## begin Excerpted passage

Although I have not seen similar studies relating to citizens of the USA or other western countries, I have no reason to believe that their reading rates would differ from those of Canadians.
Oh, we read, most of us. We read junk mail delivered to our homes, prodigious quantities of emails that serve us no good, internal memoes that usually mean nothing to us in our workplace and news in newspapers, magazines or on the internet. Those news sources that we choose ourselves tend to be biased, as all news sources are. The news sources we choose tend to all be biased in the same directions, preventing us from getting confused by a wide variety of opinions.
Thus we come to believe that our news sources present a fair and reasonable assessment of the news of the day. If our chosen news sources don’t cover a story, it can’t be important. Or we simply chose to believe that all other events are of lesser importance such that they don’t deserve to breach our personal intellectual radars.

## end Excerpted passage

◆ **Objective a**: Tally the lines in the rows below that contain the string "face", counting only matches in the same case, and reply with the number alone.

## begin Materials provided

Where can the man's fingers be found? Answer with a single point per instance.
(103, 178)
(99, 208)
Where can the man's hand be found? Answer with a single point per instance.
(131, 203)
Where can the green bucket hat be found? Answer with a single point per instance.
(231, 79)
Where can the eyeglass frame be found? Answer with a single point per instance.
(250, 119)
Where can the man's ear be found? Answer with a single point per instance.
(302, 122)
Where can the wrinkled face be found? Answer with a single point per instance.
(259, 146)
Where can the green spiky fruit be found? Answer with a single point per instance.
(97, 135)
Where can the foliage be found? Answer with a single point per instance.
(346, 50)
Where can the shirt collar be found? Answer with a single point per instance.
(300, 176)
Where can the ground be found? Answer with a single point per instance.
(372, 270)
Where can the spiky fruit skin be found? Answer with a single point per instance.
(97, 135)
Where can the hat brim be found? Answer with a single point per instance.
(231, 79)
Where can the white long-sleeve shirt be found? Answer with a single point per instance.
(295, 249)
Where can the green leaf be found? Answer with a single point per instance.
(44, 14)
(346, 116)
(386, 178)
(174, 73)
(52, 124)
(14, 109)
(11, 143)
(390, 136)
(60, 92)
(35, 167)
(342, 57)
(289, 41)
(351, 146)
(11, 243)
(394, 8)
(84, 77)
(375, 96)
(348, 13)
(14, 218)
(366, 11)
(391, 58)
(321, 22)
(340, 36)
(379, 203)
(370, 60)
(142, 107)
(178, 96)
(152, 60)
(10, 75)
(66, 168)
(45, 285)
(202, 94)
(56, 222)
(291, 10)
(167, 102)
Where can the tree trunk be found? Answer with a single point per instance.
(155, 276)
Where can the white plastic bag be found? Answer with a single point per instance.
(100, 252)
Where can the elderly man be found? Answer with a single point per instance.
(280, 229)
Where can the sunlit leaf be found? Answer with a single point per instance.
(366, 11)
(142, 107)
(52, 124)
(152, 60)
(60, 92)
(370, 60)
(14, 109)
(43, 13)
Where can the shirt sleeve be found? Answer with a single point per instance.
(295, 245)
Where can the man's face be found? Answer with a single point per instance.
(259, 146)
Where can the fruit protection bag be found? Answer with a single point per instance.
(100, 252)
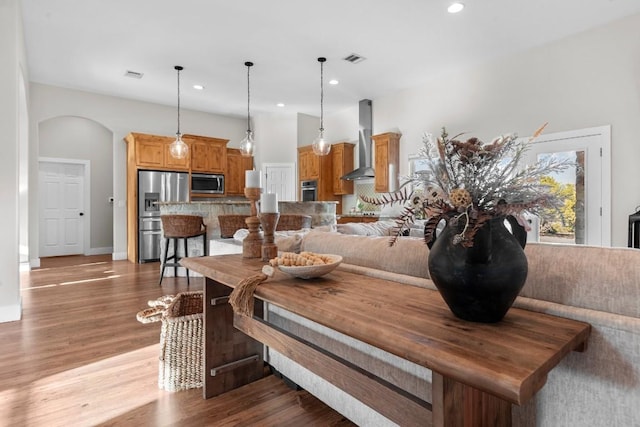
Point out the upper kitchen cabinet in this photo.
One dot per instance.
(152, 152)
(387, 152)
(237, 164)
(342, 154)
(208, 155)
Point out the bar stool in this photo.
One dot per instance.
(180, 227)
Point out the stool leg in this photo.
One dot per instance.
(175, 258)
(186, 254)
(164, 262)
(204, 244)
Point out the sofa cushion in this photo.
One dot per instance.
(377, 228)
(408, 256)
(597, 278)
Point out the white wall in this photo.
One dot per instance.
(586, 80)
(307, 129)
(275, 136)
(12, 58)
(83, 139)
(120, 116)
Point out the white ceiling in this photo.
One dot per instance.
(90, 44)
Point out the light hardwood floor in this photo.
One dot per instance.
(79, 357)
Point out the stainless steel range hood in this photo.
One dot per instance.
(365, 169)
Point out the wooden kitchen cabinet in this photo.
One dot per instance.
(152, 152)
(387, 152)
(208, 155)
(237, 164)
(342, 164)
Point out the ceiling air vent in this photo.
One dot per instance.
(133, 74)
(354, 58)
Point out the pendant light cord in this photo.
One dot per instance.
(321, 60)
(178, 69)
(249, 65)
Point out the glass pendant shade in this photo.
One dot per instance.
(178, 148)
(247, 145)
(321, 146)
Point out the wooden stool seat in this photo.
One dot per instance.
(180, 227)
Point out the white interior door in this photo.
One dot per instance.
(280, 179)
(62, 216)
(591, 148)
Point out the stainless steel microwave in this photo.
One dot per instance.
(203, 183)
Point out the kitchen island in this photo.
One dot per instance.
(321, 213)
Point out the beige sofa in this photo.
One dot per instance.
(601, 286)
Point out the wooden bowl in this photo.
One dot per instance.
(312, 271)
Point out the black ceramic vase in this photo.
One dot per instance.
(480, 283)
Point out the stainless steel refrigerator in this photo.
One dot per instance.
(153, 187)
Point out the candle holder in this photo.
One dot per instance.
(252, 244)
(269, 221)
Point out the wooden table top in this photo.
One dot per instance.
(509, 359)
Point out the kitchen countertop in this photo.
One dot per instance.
(235, 202)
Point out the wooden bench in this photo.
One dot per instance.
(479, 370)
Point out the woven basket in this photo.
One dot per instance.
(182, 225)
(230, 223)
(180, 339)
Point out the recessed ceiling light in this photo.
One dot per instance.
(455, 7)
(133, 74)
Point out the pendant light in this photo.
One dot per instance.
(178, 148)
(247, 145)
(320, 146)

## end Materials provided

◆ **Objective b**: In the passage on reading habits, what do readers assume when their chosen news sources don't cover a story?

◆ **Exercise response a**: 2

◆ **Exercise response b**: They assume the story can't be important.